== INSTRUCTIONS FOR THE TASK ==
Reproduce every entry in the listing without alteration.

◆ ◆ ◆ ◆

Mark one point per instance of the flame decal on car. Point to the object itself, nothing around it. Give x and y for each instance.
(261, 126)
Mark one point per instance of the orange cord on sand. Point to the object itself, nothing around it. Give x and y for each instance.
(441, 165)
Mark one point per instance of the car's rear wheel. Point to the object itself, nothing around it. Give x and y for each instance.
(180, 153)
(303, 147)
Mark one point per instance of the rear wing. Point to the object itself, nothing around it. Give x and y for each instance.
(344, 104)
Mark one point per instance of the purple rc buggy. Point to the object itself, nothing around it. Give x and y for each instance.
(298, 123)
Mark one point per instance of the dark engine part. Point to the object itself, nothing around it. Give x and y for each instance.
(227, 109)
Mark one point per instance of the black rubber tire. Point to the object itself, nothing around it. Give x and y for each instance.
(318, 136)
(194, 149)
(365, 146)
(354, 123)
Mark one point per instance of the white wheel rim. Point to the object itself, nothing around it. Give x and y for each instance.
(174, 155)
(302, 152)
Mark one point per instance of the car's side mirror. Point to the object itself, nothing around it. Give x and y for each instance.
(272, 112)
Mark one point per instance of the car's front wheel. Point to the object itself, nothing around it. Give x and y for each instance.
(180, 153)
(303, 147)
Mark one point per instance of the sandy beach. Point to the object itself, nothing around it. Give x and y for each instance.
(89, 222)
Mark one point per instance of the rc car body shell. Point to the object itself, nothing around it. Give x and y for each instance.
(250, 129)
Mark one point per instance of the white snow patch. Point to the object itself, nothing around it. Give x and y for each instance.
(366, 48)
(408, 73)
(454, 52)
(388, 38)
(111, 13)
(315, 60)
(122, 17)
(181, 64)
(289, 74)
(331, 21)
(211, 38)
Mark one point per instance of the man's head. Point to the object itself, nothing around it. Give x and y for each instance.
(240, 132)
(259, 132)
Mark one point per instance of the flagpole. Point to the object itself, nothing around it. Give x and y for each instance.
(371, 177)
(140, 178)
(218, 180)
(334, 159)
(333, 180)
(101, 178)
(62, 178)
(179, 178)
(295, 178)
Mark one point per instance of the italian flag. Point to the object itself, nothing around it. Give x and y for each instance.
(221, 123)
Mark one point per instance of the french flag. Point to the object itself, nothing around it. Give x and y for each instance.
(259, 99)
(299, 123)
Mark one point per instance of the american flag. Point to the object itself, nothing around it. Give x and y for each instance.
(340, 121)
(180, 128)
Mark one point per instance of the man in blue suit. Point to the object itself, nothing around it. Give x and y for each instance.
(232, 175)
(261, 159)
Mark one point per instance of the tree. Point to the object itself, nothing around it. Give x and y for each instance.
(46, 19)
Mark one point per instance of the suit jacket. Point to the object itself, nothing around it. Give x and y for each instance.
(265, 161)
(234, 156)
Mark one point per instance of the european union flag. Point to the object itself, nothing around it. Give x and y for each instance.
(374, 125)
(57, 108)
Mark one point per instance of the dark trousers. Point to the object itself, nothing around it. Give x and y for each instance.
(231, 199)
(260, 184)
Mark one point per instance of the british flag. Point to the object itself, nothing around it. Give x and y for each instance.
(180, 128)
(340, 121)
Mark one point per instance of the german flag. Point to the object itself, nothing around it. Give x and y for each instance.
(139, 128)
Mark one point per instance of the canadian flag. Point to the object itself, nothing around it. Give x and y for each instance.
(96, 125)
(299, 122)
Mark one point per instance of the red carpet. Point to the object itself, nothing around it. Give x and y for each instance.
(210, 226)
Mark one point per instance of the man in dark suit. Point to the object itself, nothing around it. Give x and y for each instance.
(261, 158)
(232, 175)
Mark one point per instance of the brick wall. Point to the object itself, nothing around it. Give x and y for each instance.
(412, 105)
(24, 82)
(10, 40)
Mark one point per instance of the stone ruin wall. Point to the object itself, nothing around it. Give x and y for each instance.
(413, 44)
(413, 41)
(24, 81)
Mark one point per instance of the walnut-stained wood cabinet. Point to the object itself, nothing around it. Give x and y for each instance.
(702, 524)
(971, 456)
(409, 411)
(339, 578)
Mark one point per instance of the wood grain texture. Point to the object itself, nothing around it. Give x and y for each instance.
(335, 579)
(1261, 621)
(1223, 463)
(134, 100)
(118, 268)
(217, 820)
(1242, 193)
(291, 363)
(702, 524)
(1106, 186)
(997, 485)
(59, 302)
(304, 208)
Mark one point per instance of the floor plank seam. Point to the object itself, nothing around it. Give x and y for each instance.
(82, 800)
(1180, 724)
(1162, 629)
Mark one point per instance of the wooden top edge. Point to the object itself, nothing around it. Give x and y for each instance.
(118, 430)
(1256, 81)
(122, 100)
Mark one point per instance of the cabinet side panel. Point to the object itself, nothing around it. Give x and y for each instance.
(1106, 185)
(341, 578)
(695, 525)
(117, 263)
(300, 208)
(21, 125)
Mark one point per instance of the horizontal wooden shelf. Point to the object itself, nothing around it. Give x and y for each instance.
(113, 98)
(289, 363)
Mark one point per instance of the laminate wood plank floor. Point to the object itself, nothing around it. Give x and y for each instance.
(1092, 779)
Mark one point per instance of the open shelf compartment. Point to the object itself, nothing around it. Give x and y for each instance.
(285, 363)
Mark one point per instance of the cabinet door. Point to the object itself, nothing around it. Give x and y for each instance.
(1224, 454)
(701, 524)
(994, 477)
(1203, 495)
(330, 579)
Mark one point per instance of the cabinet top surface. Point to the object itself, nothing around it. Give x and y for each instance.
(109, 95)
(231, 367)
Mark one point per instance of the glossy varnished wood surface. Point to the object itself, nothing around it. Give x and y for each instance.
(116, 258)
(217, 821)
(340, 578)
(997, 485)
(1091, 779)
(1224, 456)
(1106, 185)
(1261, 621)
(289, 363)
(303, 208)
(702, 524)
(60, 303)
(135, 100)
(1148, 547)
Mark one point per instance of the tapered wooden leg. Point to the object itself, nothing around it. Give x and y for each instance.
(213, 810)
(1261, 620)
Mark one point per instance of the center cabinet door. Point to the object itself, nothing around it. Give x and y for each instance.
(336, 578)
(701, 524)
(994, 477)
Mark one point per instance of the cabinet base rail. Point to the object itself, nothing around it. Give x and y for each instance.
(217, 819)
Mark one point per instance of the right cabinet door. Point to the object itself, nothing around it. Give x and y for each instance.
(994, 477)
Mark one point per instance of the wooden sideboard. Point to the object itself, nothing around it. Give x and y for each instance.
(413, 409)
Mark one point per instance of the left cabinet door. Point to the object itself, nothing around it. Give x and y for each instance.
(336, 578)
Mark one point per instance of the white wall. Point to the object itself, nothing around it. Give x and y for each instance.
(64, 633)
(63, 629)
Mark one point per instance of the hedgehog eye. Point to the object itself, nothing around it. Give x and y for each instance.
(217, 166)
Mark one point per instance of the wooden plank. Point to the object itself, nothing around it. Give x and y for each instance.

◆ ◆ ◆ ◆

== TASK RESULT ==
Mark one point per instance of the flame decal on car. Point to the object itself, nothing around it. Give x and y for each instance.
(261, 126)
Mark one point per instance of the orange cord on sand. Point to the object itself, nothing around it. Give x and y for each instance.
(441, 165)
Mark one point per instance of the car's rear wheel. Point to the object itself, nothing around it. Give x and y for each instance.
(180, 153)
(303, 147)
Mark one point per instance of the rear wing. Point to the object itself, nothing around it. Give x and y for each instance.
(344, 104)
Mark one point per instance of the purple rc buggy. Point to the object itself, nothing around it. Give x and y for each instance.
(298, 123)
Mark one point per instance of the dark engine part. Point to the object itself, nothing around it. Give x and y for each instance.
(227, 109)
Mark one point per instance of the black rubber tire. Point to the object itself, nothing around it. Give x and y for each instance.
(318, 136)
(194, 149)
(365, 146)
(354, 123)
Mark one point per instance of the white wheel rim. Point to the object itself, nothing around it. Give x and y for each instance.
(174, 155)
(302, 152)
Mark one point per instance of the car's side mirror. Point to the object itself, nothing around it. Give x and y for each instance.
(272, 112)
Mark one point per instance of the car's front wheel. Point to the object itself, nothing around it. Give x and y for each instance.
(180, 153)
(303, 147)
Mark one point per instance of the sandy beach. Point to the object itself, nothing around it. Give x and y for each instance.
(89, 222)
Mark one point per instance of the rc car body shell. Point to the object itself, nothing around it. Give x and y for each instance.
(250, 129)
Mark one point per instance of the white snow patch. Point to the object itself, nothing around it. Give x and y for each instance.
(366, 48)
(408, 73)
(454, 52)
(388, 38)
(111, 13)
(315, 60)
(122, 17)
(181, 64)
(289, 74)
(331, 21)
(211, 38)
Mark one point per instance of the man's head. Point to the object itself, nothing around it. Give x and y for each instance.
(240, 132)
(259, 132)
Mark one point per instance of the flagpole. Point to the object itself, nothing around it. Give x and y for each instance.
(371, 177)
(140, 178)
(218, 180)
(334, 159)
(333, 180)
(101, 178)
(62, 178)
(179, 178)
(295, 178)
Mark one point per instance of the italian flag. Point to the object itself, nothing around it. Give x and y for each instance.
(221, 123)
Mark one point per instance of the french flag. Point to the object itself, nothing around it. Give x and y for each instance.
(259, 99)
(299, 123)
Mark one point per instance of the american flag. Point to the object itself, nothing around it. Give x and y for each instance.
(340, 121)
(180, 128)
Mark one point per instance of the man in blue suit. Point to the object itself, nothing around it. Give x and y for each instance.
(232, 175)
(261, 159)
Mark one point per instance of the tree. Point to the object itself, nothing around it. Give x and y for each instance.
(46, 19)
Mark one point per instance of the suit jacket. Point to the object itself, nothing around it. Give x and y for each instance.
(265, 161)
(234, 156)
Mark one point per instance of the european union flag. Point to the object itself, nothing around it. Give x and y for each instance.
(374, 125)
(57, 108)
Mark one point per instance of the dark trousers. Point to the object itself, nothing around it. Give x and y for each instance.
(231, 199)
(260, 184)
Mark one point per instance of the british flag. Point to the object itself, nothing around it. Give x and y for each instance.
(180, 128)
(340, 121)
Mark one point per instance of the german flag. Point to the object itself, nothing around it. Give x and y for each instance.
(139, 128)
Mark one point per instance of the canadian flag. Point to the object itself, nothing around it. Give x and y for each instance.
(96, 125)
(299, 122)
Mark one point per instance of the red carpet. Point to the object itself, nothing around it. Give x and y for each instance.
(210, 226)
Mark one point per instance of the man in dark suit. Point to the object itself, nothing around it. Give x and y for each instance.
(261, 158)
(232, 175)
Mark one point per instance of the brick wall. Point to the object itself, nothing around it. Give x and y for each instance.
(412, 105)
(24, 82)
(10, 40)
Mark one point per instance of the stone ruin wall. Point to the object itself, nothing around it. Give x and y for each instance.
(413, 44)
(413, 41)
(24, 81)
Mark one point per instance of the walnut-stained wood cabinet. Point to the object itself, nothing around it. Give x and y for each instance.
(702, 524)
(971, 456)
(409, 411)
(339, 578)
Mark one point per instance of the wood grain texture. Point to the object itself, nothing around it. Give x and y for each instance.
(335, 579)
(1261, 621)
(1223, 463)
(134, 100)
(118, 268)
(217, 820)
(1242, 193)
(291, 363)
(702, 524)
(1106, 186)
(997, 485)
(59, 302)
(304, 208)
Mark one point per instance of the floor plank seam. Point to the object itself, nothing around it. Give x and y for each instance.
(82, 800)
(1180, 724)
(1162, 629)
Mark one point per instance of the wooden top edge. Point to the object itself, nothing around it. Give x and y for each instance.
(118, 430)
(1256, 81)
(122, 100)
Mark one point per instance of the cabinet side panel. Point to the object itself, nothing around it. Give x and y for each instance.
(1106, 185)
(341, 578)
(695, 525)
(117, 263)
(300, 208)
(21, 125)
Mark one point per instance of the horizontal wooden shelf. Point to the object itself, nothing around it. Give x and y for each instance.
(113, 98)
(289, 363)
Mark one point per instance of the laminate wood plank floor. Point to the object itself, nothing around it. Give x and y for each instance.
(1092, 779)
Mark one point per instance of the open shelf compartment. Point to the object itself, nothing around it. Give x and y for each instance.
(285, 363)
Mark one point per instance of the cabinet door. Point to the object itself, nothing around it. Give x and y for each instance.
(1224, 454)
(701, 524)
(994, 477)
(1203, 495)
(330, 579)
Mark one point per instance of the cabinet top surface. Point to the object itself, nothing around it. Give x and y for each instance.
(109, 95)
(231, 367)
Mark one point per instance of the glossy varnished wood surface. Point to the object itself, nothing around it. Give x and y for each instance.
(116, 258)
(217, 821)
(340, 578)
(997, 485)
(1091, 779)
(1224, 456)
(1106, 185)
(1261, 621)
(289, 363)
(303, 208)
(702, 524)
(60, 303)
(135, 100)
(1148, 547)
Mark one point per instance of the tapered wooden leg. Point to the object itself, nothing around it. Give x and y for each instance.
(213, 810)
(1261, 620)
Mark one point per instance of the center cabinet door. Point to the object itself, nothing around it. Give x and y for each instance.
(336, 578)
(701, 524)
(994, 477)
Mark one point per instance of the cabinet base rail. Point to the object itself, nothing around it. Give x and y for each instance.
(217, 819)
Mark one point per instance of the right cabinet door. Point to the object itself, nothing around it. Give x and y for each instance.
(994, 477)
Mark one point per instance of the wooden sideboard. Point to the object itself, nothing around it. Give x and y for each instance.
(413, 409)
Mark one point per instance of the left cabinet door. Point to the object itself, nothing around it. Give x and y for each instance.
(336, 578)
Mark one point per instance of the white wall. Point to the object itself, nothing around it. Give x and y for each instance.
(64, 633)
(63, 629)
Mark one point per instance of the hedgehog eye. Point to the object itself, nothing around it. Give x and y for each instance.
(217, 166)
Mark one point per instance of the wooden plank. Point to the object itself, nothing around it. Give x and y for each instance.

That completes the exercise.